> **Work to complete**
Search the entries for the word "rocky". Copy every line that holds it.

> **Record excerpts**
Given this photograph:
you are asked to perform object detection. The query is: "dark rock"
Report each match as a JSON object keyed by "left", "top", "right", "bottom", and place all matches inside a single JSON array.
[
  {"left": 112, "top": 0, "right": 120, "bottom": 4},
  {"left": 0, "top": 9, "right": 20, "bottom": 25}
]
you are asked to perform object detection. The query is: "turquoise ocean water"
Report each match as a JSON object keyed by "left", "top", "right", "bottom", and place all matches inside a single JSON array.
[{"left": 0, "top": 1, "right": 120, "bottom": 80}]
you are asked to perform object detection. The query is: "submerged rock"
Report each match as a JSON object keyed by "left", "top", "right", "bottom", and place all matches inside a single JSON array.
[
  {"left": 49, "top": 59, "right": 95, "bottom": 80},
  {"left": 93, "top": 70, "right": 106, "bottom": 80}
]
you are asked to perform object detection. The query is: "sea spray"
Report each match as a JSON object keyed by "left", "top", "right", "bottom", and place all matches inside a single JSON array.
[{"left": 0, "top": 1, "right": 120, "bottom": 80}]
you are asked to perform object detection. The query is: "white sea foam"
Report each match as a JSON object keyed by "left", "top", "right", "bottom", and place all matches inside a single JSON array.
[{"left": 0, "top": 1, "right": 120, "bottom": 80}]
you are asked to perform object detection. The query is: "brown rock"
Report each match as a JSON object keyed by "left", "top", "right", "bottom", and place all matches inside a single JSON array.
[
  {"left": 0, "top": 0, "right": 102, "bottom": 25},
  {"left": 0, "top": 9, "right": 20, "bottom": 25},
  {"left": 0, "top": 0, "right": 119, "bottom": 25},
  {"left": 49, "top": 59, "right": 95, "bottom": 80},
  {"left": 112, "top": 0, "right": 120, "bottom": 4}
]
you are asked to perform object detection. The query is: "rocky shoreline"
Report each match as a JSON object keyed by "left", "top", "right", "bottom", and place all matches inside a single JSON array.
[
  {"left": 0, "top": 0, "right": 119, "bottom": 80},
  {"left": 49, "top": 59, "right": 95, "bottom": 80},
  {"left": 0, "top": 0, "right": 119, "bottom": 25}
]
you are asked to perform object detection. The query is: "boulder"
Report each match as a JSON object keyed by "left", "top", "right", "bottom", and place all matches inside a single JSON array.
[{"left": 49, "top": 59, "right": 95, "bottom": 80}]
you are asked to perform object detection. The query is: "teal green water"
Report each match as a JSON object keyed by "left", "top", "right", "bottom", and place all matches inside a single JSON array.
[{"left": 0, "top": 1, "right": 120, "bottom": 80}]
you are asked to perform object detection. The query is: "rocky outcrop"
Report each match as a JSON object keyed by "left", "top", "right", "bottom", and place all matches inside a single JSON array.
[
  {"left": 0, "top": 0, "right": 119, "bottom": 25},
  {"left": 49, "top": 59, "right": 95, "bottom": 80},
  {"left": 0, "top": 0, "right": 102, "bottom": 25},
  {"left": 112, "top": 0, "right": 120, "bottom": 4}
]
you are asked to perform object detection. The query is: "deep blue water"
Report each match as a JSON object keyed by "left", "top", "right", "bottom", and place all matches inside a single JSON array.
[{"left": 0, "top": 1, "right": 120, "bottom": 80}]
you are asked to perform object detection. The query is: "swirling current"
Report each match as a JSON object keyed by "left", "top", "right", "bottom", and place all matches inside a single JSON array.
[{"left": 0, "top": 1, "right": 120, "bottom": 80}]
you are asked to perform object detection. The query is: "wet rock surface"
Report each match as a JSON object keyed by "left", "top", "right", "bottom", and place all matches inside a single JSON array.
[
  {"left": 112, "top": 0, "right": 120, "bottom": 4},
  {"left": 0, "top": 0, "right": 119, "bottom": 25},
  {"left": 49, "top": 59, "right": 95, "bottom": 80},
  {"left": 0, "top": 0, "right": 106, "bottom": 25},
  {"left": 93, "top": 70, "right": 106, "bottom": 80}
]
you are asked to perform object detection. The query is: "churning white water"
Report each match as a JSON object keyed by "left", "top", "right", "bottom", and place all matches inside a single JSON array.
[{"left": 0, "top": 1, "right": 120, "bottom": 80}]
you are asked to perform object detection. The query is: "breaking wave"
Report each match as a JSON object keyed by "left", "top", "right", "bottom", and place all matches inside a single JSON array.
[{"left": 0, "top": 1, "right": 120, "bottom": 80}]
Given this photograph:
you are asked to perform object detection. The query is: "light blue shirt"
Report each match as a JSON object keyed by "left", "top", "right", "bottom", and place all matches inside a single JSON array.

> **Solution**
you are asked to perform object detection. The query is: "rocky shoreline"
you are asked to perform object detection. The query is: "rocky outcrop"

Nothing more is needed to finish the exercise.